Records from a collection
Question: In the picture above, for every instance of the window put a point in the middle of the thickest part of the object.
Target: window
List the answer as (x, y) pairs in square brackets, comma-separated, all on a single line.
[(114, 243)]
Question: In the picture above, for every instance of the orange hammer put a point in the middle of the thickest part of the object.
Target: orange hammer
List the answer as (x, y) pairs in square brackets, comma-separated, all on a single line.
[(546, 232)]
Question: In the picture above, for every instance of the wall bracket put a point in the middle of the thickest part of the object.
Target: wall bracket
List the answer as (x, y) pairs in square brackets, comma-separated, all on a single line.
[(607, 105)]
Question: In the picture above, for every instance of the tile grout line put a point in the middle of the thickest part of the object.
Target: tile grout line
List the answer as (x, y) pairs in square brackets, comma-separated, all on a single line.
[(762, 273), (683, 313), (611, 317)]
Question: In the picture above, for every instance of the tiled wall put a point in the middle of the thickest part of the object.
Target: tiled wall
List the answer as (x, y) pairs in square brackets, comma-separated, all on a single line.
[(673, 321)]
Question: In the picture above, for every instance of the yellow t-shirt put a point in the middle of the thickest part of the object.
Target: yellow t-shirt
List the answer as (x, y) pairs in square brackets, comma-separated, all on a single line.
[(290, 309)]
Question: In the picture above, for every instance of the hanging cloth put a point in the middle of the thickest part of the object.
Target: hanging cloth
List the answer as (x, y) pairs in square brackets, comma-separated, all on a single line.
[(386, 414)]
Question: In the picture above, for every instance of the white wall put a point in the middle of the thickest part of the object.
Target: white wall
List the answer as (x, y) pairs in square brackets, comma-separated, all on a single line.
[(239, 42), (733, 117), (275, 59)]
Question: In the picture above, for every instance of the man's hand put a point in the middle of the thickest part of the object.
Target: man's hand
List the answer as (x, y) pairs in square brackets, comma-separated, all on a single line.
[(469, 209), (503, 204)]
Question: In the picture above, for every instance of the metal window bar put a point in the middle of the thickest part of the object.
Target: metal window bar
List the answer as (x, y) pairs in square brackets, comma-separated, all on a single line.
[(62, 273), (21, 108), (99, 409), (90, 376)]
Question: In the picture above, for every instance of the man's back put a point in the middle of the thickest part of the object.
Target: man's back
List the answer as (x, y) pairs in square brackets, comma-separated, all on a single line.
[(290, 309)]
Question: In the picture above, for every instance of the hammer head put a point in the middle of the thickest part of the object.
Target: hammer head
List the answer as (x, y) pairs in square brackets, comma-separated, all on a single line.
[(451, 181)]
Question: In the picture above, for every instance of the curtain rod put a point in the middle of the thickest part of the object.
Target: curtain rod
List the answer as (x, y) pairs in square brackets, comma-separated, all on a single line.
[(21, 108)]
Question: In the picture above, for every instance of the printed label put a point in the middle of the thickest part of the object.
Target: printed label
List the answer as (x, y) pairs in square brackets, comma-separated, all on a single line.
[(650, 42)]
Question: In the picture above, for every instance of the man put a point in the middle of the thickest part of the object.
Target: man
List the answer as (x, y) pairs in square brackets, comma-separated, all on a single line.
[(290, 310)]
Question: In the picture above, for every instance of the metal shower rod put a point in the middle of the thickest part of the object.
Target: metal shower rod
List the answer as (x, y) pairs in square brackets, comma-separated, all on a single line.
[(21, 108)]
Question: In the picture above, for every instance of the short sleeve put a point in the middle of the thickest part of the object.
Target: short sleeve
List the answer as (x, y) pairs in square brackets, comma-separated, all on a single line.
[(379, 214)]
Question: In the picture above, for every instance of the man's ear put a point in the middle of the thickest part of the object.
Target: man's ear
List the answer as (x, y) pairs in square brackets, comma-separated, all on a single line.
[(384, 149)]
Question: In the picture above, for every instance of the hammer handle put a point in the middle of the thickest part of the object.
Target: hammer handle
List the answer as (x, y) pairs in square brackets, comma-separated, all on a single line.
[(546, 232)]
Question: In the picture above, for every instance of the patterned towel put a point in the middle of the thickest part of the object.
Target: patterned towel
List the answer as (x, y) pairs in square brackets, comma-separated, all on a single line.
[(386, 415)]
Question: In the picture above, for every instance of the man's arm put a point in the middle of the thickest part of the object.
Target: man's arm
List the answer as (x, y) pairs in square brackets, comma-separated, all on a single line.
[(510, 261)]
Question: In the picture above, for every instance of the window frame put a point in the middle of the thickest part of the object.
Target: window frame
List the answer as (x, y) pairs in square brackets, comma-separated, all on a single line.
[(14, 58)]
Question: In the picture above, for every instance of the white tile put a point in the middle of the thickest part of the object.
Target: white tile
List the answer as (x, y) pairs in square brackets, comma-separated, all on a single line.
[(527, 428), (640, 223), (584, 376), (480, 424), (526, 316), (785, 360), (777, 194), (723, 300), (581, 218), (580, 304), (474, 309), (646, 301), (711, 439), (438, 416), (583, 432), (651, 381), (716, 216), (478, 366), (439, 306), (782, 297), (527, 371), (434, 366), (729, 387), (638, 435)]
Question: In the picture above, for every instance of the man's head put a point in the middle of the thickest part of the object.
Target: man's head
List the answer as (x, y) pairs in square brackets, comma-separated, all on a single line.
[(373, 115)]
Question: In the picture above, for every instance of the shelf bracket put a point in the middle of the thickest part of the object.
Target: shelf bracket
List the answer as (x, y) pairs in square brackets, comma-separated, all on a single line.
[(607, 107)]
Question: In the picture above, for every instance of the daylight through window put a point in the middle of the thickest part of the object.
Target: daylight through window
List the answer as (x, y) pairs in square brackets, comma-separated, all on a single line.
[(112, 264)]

» **EXERCISE GOAL**:
Take the entries above and transcribe them exactly as they stand.

» **RESPONSE BELOW**:
Question: In the picture above, for every instance of the window put a point in the middle of the thickest part of the object.
Target: window
List the answer as (x, y) pairs in square brackets, comma-separated, all on a single line.
[(114, 243)]
Question: In the picture above, for every instance of the orange hammer put a point in the middle of the thickest part of the object.
Target: orange hammer
List the answer as (x, y) pairs in square brackets, comma-separated, all on a single line.
[(546, 232)]
Question: In the picture above, for every instance of the wall bracket put a point in the middle of the thickest part of the object.
Target: wall bracket
List the answer as (x, y) pairs in square brackets, comma-separated, all on a single line.
[(607, 105)]
Question: In the picture above, for every instance of the tile grout line put a point in the middle of the thickest part of the object.
Target: tile grout line
List the answer as (x, y) pairs in square brackets, comma-separated, all on a single line.
[(762, 273), (683, 313), (611, 317)]
Question: In the picture above, for every instance of the tiled wall put a point in the middle of the thickest part of the object.
Target: tiled wall
List the answer as (x, y) pairs in square brackets, comma-separated, all on a single line.
[(673, 321)]
Question: In the picture above, for every instance of the yellow t-shirt put a point in the middle of the thickest part of the object.
Target: yellow t-shirt
List the answer as (x, y) pairs in square brackets, comma-separated, all on a single line.
[(290, 309)]
Question: In the picture above, for every instance of the hanging cloth put a point in the middle of the thickest part of the object.
Target: hanging cloth
List the answer as (x, y) pairs in square brackets, comma-separated, all on a single line.
[(386, 414)]
Question: In the picture above, for every instance of the white wall put a point in the middle of the thickest part of the object.
Target: white wall
List the answer as (x, y) pairs in square brackets, comma-separated, all on a single line.
[(239, 42), (733, 117), (275, 59)]
Question: In the picture above, for every instance of the man's hand put a point in the middle of the thickest part of the object.
Target: man's hand
List the answer as (x, y) pairs in square brackets, comma-separated, all on a single line.
[(469, 209), (503, 204)]
Question: In the picture above, for every instance of the metal window bar put a point in the middle of the thickest part of the object.
Target: metal window bar
List the answer as (x, y) pairs in square brackets, comma-separated, all on a single line.
[(62, 273), (21, 108), (99, 409), (90, 376)]
Question: In the picture above, for every instance of the man's back put a point in the middle of the thickest part of the object.
Target: man's back
List the answer as (x, y) pairs in square brackets, comma-separated, all on a single line.
[(290, 309)]
Question: In the picture above, for every instance of the hammer head put a point in the middle of the thickest part of the object.
Target: hammer head
List the answer as (x, y) pairs in square brackets, comma-separated, all on a single line.
[(451, 181)]
Question: In the picture above, for every instance of the curtain rod put a point in the middle of the thickest part of the object.
Target: curtain rod
List the answer as (x, y) pairs in square brackets, comma-separated, all on a single line.
[(21, 108)]
Question: In the picture above, for every instance of the printed label put a point in the middle of the thickest part of the object.
Target: printed label
List the answer as (x, y) pairs in square brackets, comma-separated, all on a single line.
[(650, 42)]
Question: In the picture above, for every instance of the man put a point in the middle of the thickest part of the object.
Target: man
List the answer as (x, y) pairs in square brackets, comma-separated, all on a single line.
[(290, 310)]
Question: In the picture above, for every instance of the metal shower rod put a point in the middle of the thickest part of the object.
Target: metal shower rod
List the answer as (x, y) pairs in square brackets, comma-separated, all on a single line.
[(21, 108)]
Question: In the picture above, for every instance of the short sleeve put a point in the middle of the thickest part of the object.
Target: short sleeve
List the answer as (x, y) pairs in square brackets, comma-separated, all on a single line.
[(379, 214)]
Question: In the picture above, for every instance of the man's ear put a point in the middle of the thickest part of the object.
Target: man's ear
List the answer as (x, y) pairs in square brackets, comma-separated, all on a single line.
[(384, 149)]
Question: In the picture above, for every instance of the hammer handle put a point in the middle of the thickest part of the object.
Target: hammer handle
List the answer as (x, y) pairs in square brackets, comma-separated, all on a single line.
[(546, 232)]
Question: In the picture above, for every instance of the patterned towel put a point in the middle of the thickest part of the object.
Target: patterned towel
List the answer as (x, y) pairs in square brackets, comma-separated, all on a single line.
[(386, 415)]
Question: In the picture above, for every instance of the man's arm put a point in the middle of the thickest part of the object.
Target: man's arm
List the answer as (x, y) pairs in square brackets, comma-separated, all on a single line.
[(510, 261)]
Question: In the picture above, for every instance of the window frame put a point in the middle of the thickest part of the object.
Target: window frame
List the answer as (x, y) pairs in square brackets, comma-separated, all on a single line.
[(14, 58)]
Question: In the picture above, for every instance of the white tile put a point in the middle of the thickest part of the object.
Target: white tile
List the answer as (x, y) pairs in square brackets, comma-separated, all on a single line.
[(527, 428), (640, 223), (584, 376), (480, 424), (526, 316), (785, 360), (777, 194), (723, 300), (581, 218), (580, 304), (474, 309), (646, 301), (711, 439), (438, 416), (583, 432), (651, 381), (716, 216), (478, 366), (439, 306), (782, 297), (527, 371), (434, 366), (729, 387), (638, 435)]
Question: In the picture above, for every instance of the man's head put a point in the middle of the thickest part of the object.
Target: man's head
List the answer as (x, y) pairs in square brackets, comma-separated, all on a single line.
[(373, 115)]
Question: In the picture above, for every instance of the shelf bracket put a point in the middle of the thickest part of the object.
Target: shelf bracket
List the answer as (x, y) pairs in square brackets, comma-separated, all on a single line.
[(607, 107)]
Question: In the picture above, for every instance of the daylight through window put a point in the middle of the thickest part of the object.
Target: daylight through window
List the answer as (x, y) pairs in square brackets, comma-separated, all on a single line.
[(112, 264)]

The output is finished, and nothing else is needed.